▶ [Prompt a]: Count the lines in the rows below that contain the string "wall", treating uppercase and lowercase as different. Reply with the number only.

▶ [Passage given]:
* Start *

# Word order (grammar)



## MickyS

I'm playing with Rosetta Stone's Tagalog.  I'm a bit confused by subject/verb/object placement.

One exercise sentence is "May siya aso."  The picture shows a lady with a dog on a leash.  I assume this means "She has a dog."

May siya aso.  Verb subject object

Another exercise sentence is "May bolpen ako."  I assume it is "I have a pen."

May bolpen ako.  Verb object subject

Why the difference in subject verb object order between the two sentences?  Is there a rule to follow?

Thanks for your time...

Micky


----------



## DotterKat

You have reason to be confused because *May siya aso* is completely wrong. It should be *May aso siya*.
In simple sentence structures like this, the V(verb)-O(object)-S(subject) pattern holds true, with the V and O components remaining tethered together even if you flip the sentence (*Siya ay may aso*). Same with *May bolpen ako* (V-O-S) = *Ako ay may bolpen* (S-V-O).

Either that particular sentence was meant to be a test item with a mistake you were meant to spot and correct, or worse, it was an unintentional and uncorrected error in which case you have to take everything you learn from that software with a grain of salt.


----------



## alkor

Hi! I'm new here and have just started learning Tagalog.  If I use mayroon, would it be a verb subject object?   Mayroon siyang aso.  Mayroon akong bolpen.   Is there any difference If I say mayroon instead of may?

* End *

▶ [Records for the task]:
* Start *

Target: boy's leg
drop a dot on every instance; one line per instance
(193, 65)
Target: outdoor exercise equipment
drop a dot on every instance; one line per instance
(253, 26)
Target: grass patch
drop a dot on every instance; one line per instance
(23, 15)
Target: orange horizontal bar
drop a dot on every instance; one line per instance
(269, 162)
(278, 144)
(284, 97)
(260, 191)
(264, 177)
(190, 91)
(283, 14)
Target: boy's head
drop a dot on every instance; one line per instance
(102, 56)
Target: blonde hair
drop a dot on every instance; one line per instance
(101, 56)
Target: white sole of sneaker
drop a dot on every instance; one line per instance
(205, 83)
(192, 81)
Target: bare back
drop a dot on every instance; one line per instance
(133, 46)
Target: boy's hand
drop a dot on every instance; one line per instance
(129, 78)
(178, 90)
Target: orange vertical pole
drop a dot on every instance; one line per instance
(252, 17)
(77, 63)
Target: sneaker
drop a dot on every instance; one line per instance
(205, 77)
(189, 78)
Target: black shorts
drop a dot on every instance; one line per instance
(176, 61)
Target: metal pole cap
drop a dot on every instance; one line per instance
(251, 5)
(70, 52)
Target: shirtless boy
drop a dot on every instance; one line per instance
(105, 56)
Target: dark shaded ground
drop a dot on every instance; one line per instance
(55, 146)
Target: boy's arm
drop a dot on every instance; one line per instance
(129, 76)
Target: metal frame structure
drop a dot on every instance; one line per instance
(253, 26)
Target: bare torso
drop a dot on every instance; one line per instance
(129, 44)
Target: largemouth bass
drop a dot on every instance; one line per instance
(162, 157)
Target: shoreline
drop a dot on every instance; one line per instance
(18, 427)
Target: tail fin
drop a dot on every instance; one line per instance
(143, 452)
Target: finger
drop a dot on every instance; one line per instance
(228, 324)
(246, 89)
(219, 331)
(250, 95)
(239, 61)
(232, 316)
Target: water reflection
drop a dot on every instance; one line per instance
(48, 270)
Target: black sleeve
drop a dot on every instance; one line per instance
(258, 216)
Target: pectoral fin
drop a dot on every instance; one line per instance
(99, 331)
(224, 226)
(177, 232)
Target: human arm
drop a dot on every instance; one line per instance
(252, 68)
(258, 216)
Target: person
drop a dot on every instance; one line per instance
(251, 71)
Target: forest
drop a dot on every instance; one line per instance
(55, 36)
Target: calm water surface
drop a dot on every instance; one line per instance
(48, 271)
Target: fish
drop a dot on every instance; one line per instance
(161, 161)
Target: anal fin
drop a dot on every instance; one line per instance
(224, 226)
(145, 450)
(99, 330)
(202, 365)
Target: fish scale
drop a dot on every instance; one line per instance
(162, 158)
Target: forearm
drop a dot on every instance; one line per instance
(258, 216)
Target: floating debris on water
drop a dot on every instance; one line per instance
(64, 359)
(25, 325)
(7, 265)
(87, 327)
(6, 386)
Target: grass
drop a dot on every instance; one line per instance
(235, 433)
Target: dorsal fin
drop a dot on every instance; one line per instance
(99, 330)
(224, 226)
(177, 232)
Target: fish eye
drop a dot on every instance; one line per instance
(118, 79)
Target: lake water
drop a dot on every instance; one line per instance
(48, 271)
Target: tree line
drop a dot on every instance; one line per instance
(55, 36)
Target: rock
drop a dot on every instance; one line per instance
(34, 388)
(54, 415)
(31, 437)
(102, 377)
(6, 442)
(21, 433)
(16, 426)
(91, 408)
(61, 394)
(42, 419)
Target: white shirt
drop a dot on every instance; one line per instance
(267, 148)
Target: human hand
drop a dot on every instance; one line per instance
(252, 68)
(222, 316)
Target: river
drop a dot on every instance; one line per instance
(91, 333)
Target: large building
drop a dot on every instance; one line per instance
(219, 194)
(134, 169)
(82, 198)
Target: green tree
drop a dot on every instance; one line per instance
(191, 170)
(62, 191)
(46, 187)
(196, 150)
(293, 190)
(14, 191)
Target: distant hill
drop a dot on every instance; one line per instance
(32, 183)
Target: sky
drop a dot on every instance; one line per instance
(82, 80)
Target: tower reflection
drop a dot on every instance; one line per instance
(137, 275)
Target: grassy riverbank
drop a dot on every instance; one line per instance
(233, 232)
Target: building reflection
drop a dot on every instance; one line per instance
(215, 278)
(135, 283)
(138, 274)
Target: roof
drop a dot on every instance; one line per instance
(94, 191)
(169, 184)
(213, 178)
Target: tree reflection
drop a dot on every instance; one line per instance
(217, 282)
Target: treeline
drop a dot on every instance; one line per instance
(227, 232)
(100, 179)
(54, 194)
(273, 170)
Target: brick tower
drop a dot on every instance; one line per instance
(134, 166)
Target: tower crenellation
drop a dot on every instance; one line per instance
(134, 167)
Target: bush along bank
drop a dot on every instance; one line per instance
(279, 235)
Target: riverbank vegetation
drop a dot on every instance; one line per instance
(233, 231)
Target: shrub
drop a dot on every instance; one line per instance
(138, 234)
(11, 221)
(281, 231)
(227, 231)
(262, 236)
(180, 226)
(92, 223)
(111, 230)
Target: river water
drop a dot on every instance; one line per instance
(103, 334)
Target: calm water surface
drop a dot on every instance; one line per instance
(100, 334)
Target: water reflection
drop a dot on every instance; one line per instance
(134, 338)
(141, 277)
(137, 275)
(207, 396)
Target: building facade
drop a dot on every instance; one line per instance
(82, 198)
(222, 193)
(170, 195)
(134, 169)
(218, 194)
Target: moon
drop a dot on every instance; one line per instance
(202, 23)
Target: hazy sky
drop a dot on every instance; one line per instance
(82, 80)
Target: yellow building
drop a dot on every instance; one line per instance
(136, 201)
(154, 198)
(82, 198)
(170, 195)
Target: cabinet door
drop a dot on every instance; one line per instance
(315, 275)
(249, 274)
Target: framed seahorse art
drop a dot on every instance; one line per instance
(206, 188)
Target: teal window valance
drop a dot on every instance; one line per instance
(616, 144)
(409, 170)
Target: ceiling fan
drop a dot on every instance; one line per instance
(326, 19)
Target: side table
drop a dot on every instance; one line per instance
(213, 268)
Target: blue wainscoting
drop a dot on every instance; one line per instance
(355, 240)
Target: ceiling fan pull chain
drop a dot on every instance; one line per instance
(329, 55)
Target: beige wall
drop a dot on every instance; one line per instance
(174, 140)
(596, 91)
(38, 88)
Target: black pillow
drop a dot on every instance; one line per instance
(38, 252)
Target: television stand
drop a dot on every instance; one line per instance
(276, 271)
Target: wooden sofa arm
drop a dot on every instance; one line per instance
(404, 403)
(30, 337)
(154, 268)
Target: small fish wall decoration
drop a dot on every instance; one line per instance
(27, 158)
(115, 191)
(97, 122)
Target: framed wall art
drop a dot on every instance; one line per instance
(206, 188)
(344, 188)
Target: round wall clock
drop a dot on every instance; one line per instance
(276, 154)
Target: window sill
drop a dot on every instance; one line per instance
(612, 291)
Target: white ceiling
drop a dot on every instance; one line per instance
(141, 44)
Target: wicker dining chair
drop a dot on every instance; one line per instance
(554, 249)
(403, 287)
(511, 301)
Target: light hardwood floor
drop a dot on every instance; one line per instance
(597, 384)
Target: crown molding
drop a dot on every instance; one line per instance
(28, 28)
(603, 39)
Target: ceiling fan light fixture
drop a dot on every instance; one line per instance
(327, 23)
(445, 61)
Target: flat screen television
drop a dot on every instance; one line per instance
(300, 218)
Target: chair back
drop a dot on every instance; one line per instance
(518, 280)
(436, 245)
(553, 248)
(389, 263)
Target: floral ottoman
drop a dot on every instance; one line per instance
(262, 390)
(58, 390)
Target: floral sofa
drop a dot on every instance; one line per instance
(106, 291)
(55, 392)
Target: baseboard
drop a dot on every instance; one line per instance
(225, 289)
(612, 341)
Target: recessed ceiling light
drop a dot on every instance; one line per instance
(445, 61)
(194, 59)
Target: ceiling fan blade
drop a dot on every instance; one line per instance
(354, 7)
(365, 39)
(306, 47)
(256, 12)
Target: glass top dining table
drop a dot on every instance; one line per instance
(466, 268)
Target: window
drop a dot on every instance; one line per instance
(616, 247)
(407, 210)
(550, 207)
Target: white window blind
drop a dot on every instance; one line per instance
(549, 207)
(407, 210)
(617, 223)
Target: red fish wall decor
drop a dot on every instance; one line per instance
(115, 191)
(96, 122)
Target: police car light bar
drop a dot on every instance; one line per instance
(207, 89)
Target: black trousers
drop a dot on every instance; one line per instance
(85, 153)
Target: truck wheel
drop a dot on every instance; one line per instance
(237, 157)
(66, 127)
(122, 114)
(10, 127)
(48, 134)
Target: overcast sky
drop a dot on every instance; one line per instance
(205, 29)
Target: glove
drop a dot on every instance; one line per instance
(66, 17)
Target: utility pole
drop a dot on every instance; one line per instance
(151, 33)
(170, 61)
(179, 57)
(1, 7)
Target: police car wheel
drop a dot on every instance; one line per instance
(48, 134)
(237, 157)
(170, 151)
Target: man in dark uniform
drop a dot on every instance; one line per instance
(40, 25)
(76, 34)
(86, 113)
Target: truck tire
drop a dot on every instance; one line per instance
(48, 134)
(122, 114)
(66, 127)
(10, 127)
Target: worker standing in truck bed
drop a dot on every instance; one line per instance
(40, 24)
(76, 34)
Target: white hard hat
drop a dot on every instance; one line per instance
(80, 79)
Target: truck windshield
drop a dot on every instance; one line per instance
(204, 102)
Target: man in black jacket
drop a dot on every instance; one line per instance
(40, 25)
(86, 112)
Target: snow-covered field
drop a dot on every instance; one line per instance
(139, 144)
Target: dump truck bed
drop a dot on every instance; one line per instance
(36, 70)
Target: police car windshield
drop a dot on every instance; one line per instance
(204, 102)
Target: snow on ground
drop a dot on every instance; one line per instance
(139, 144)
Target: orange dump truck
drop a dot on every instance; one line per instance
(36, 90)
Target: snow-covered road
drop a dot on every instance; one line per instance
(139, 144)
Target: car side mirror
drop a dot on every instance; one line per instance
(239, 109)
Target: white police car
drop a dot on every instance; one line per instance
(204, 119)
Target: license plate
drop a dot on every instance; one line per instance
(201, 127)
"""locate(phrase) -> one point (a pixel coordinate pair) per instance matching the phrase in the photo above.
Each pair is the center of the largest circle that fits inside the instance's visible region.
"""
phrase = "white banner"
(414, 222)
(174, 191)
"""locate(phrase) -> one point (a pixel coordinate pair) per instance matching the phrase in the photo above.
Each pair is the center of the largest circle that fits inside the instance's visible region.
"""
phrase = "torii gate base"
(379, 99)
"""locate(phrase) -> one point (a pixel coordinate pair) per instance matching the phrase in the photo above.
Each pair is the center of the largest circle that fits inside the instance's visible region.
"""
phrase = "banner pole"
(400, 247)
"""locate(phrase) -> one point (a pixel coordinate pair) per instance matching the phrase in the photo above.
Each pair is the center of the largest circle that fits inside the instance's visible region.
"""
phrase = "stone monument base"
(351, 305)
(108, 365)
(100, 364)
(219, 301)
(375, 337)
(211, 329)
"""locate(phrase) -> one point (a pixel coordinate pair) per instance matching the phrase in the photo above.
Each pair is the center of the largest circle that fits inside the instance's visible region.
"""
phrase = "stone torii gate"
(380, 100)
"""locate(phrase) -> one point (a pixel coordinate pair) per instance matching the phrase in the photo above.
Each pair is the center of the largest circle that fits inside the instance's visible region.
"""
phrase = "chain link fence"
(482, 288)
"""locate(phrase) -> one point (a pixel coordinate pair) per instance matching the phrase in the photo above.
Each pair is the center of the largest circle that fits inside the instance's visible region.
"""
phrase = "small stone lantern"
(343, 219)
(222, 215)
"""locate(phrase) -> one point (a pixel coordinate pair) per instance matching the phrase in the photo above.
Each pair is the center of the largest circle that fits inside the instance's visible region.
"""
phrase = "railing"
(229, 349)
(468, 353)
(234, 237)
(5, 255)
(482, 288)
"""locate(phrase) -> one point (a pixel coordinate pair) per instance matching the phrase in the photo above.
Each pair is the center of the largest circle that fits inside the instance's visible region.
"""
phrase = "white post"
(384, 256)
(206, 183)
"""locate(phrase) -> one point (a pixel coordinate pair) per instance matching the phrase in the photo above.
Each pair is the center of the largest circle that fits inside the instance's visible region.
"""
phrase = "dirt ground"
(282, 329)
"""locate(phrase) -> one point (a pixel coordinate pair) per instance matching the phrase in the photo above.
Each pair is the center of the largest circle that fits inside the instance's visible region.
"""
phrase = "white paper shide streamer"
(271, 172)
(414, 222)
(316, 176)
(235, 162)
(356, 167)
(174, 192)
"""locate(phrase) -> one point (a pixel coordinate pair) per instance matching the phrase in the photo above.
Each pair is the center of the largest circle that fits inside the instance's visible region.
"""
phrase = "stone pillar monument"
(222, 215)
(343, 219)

* End *

▶ [Prompt b]: Reproduce the forum thread on Tagalog word order above in full, without changing anything.

▶ [Correct result a]: 5

▶ [Correct result b]:
# Word order (grammar)



## MickyS

I'm playing with Rosetta Stone's Tagalog.  I'm a bit confused by subject/verb/object placement.

One exercise sentence is "May siya aso."  The picture shows a lady with a dog on a leash.  I assume this means "She has a dog."

May siya aso.  Verb subject object

Another exercise sentence is "May bolpen ako."  I assume it is "I have a pen."

May bolpen ako.  Verb object subject

Why the difference in subject verb object order between the two sentences?  Is there a rule to follow?

Thanks for your time...

Micky


----------



## DotterKat

You have reason to be confused because *May siya aso* is completely wrong. It should be *May aso siya*.
In simple sentence structures like this, the V(verb)-O(object)-S(subject) pattern holds true, with the V and O components remaining tethered together even if you flip the sentence (*Siya ay may aso*). Same with *May bolpen ako* (V-O-S) = *Ako ay may bolpen* (S-V-O).

Either that particular sentence was meant to be a test item with a mistake you were meant to spot and correct, or worse, it was an unintentional and uncorrected error in which case you have to take everything you learn from that software with a grain of salt.


----------



## alkor

Hi! I'm new here and have just started learning Tagalog.  If I use mayroon, would it be a verb subject object?   Mayroon siyang aso.  Mayroon akong bolpen.   Is there any difference If I say mayroon instead of may?